Top of Records for this task

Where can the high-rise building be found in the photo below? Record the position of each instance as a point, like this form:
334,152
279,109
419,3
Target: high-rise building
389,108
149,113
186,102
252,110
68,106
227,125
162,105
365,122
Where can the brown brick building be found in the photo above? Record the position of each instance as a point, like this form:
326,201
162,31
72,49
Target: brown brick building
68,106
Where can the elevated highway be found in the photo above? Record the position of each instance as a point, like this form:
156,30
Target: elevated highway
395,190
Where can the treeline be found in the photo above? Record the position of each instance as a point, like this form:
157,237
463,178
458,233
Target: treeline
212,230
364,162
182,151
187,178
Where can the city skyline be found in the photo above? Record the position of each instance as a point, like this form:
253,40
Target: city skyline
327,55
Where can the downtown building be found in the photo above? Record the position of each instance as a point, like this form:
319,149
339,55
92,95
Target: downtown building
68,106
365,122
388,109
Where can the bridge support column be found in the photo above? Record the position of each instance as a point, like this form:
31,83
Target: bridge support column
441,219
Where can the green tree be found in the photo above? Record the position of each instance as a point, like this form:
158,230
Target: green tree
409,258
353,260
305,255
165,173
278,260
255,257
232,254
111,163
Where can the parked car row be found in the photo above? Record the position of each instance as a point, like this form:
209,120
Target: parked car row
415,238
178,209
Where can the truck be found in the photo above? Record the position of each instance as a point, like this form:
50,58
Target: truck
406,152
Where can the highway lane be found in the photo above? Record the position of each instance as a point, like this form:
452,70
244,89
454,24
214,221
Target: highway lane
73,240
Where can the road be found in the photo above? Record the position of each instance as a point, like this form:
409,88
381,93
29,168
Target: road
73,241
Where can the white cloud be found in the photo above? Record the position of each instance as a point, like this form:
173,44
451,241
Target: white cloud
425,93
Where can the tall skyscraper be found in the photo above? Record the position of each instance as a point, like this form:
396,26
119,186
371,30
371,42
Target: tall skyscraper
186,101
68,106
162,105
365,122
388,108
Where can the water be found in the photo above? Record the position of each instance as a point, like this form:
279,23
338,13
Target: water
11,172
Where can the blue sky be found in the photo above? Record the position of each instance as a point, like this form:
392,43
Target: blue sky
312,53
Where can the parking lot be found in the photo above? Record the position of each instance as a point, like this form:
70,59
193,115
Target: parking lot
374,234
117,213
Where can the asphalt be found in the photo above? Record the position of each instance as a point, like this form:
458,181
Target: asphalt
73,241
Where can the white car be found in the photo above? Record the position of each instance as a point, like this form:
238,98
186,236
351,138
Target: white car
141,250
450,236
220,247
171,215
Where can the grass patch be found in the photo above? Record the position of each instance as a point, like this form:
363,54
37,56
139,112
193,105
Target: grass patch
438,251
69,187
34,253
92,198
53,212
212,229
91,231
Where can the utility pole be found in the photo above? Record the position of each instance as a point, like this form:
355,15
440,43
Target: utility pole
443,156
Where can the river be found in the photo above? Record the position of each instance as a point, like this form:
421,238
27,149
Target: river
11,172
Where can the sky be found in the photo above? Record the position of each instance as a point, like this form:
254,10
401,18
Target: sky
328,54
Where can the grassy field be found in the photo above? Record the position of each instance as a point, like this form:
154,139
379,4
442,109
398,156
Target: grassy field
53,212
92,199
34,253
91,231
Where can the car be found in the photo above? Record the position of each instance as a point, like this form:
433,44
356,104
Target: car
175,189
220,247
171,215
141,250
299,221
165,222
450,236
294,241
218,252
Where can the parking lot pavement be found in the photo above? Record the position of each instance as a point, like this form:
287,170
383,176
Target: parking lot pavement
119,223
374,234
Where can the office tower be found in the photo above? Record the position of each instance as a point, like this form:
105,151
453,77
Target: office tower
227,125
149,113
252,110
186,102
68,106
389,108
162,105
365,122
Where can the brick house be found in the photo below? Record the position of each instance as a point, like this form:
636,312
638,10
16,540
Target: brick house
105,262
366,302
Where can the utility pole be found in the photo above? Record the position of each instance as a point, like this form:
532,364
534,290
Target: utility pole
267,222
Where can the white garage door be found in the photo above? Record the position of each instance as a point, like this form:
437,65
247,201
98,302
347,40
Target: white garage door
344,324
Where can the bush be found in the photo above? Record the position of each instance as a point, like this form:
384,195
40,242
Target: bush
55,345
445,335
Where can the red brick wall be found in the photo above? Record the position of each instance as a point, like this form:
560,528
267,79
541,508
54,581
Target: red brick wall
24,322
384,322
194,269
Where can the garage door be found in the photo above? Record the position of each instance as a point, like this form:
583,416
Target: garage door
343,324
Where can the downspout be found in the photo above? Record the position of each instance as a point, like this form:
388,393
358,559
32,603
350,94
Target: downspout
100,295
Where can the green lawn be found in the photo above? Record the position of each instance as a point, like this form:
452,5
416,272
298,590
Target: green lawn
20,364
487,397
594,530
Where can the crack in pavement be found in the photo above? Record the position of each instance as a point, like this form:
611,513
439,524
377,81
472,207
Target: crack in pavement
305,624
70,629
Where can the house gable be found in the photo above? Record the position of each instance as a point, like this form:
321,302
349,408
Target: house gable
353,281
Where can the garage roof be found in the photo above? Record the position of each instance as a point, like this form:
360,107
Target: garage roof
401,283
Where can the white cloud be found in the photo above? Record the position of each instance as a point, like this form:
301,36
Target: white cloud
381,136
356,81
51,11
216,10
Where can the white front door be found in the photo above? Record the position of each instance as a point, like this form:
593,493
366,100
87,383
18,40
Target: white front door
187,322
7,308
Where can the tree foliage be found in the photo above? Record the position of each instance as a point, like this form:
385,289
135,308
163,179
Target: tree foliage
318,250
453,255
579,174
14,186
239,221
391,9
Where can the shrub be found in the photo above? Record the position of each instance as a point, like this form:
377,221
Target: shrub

Bottom of Records for this task

Instructions to follow → Tell how many lines in the data hold the string "below", giving the number by itself.

Answer space → 2